## Short exercise
Return each line below that contains the word "annotator", copied in full. Case counts when matching.

[START OF Stored data]

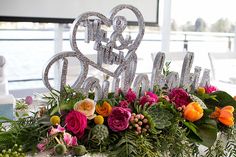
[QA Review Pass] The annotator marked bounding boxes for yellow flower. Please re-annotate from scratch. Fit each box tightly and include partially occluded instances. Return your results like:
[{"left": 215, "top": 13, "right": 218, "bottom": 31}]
[
  {"left": 210, "top": 106, "right": 234, "bottom": 127},
  {"left": 94, "top": 115, "right": 104, "bottom": 124},
  {"left": 197, "top": 87, "right": 206, "bottom": 94},
  {"left": 96, "top": 101, "right": 112, "bottom": 117},
  {"left": 50, "top": 116, "right": 61, "bottom": 125},
  {"left": 184, "top": 102, "right": 203, "bottom": 122},
  {"left": 74, "top": 98, "right": 95, "bottom": 119}
]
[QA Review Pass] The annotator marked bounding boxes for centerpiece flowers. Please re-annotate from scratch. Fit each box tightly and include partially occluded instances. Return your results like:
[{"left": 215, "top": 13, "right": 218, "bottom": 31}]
[{"left": 0, "top": 86, "right": 236, "bottom": 157}]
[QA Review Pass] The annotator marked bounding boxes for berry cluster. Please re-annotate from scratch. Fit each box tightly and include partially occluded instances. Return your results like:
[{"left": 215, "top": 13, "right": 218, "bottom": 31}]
[{"left": 129, "top": 113, "right": 150, "bottom": 135}]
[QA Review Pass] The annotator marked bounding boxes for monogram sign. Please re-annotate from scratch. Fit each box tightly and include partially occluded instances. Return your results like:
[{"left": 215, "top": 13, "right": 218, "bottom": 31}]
[{"left": 43, "top": 5, "right": 209, "bottom": 100}]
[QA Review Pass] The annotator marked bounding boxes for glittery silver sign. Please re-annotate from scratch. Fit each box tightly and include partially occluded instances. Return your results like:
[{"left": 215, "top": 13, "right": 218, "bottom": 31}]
[
  {"left": 43, "top": 5, "right": 210, "bottom": 100},
  {"left": 43, "top": 5, "right": 145, "bottom": 95}
]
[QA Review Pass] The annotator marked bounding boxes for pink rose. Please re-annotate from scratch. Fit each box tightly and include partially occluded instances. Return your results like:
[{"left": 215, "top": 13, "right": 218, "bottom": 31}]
[
  {"left": 168, "top": 88, "right": 191, "bottom": 108},
  {"left": 108, "top": 107, "right": 131, "bottom": 132},
  {"left": 204, "top": 85, "right": 217, "bottom": 94},
  {"left": 140, "top": 92, "right": 158, "bottom": 106},
  {"left": 65, "top": 110, "right": 87, "bottom": 137},
  {"left": 49, "top": 125, "right": 65, "bottom": 135},
  {"left": 118, "top": 100, "right": 129, "bottom": 108},
  {"left": 63, "top": 133, "right": 78, "bottom": 146},
  {"left": 125, "top": 89, "right": 136, "bottom": 103},
  {"left": 37, "top": 143, "right": 46, "bottom": 152}
]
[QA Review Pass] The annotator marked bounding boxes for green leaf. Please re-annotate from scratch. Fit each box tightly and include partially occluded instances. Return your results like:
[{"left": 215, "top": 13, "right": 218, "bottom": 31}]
[
  {"left": 183, "top": 121, "right": 202, "bottom": 143},
  {"left": 50, "top": 103, "right": 74, "bottom": 115},
  {"left": 205, "top": 91, "right": 236, "bottom": 110},
  {"left": 183, "top": 118, "right": 217, "bottom": 147},
  {"left": 197, "top": 119, "right": 217, "bottom": 147}
]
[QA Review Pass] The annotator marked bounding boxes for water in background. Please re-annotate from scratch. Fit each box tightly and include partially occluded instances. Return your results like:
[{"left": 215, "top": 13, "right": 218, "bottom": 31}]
[{"left": 0, "top": 30, "right": 233, "bottom": 89}]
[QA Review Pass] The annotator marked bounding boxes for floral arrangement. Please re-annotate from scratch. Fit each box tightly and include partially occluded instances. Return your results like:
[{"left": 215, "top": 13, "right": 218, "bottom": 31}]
[{"left": 0, "top": 83, "right": 236, "bottom": 157}]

[END OF Stored data]

## Task result
[QA Review Pass] The annotator marked bounding boxes for yellow flower. Please re-annotate from scratch. Fit each box tightly and include partially occluded instances. Return your results like:
[QA Review Pass] The annotator marked bounding boxes for centerpiece flowers. Please re-annotate from scratch. Fit each box tightly and include partially occluded instances. Return your results like:
[QA Review Pass] The annotator marked bounding boxes for berry cluster. Please re-annotate from scratch. Fit each box tightly and include partially occluded instances. Return your results like:
[QA Review Pass] The annotator marked bounding boxes for monogram sign. Please re-annotate from scratch. Fit each box tightly and include partially occluded instances. Return your results like:
[QA Review Pass] The annotator marked bounding boxes for glittery silver sign. Please re-annotate from scratch. Fit each box tightly and include partially occluded instances. Return your results like:
[QA Review Pass] The annotator marked bounding boxes for pink rose. Please re-annotate from scratch. Fit each box tightly and include partially occluded instances. Return your results like:
[QA Review Pass] The annotator marked bounding boxes for green leaf. Please re-annotate from scratch. Fit each box tightly and include partially occluded instances. Return your results like:
[QA Review Pass] The annotator marked bounding boxes for water in background. Please re-annotate from scratch. Fit each box tightly and include partially occluded instances. Return your results like:
[QA Review Pass] The annotator marked bounding boxes for floral arrangement. Please re-annotate from scratch. Fit each box tightly and include partially occluded instances. Return your results like:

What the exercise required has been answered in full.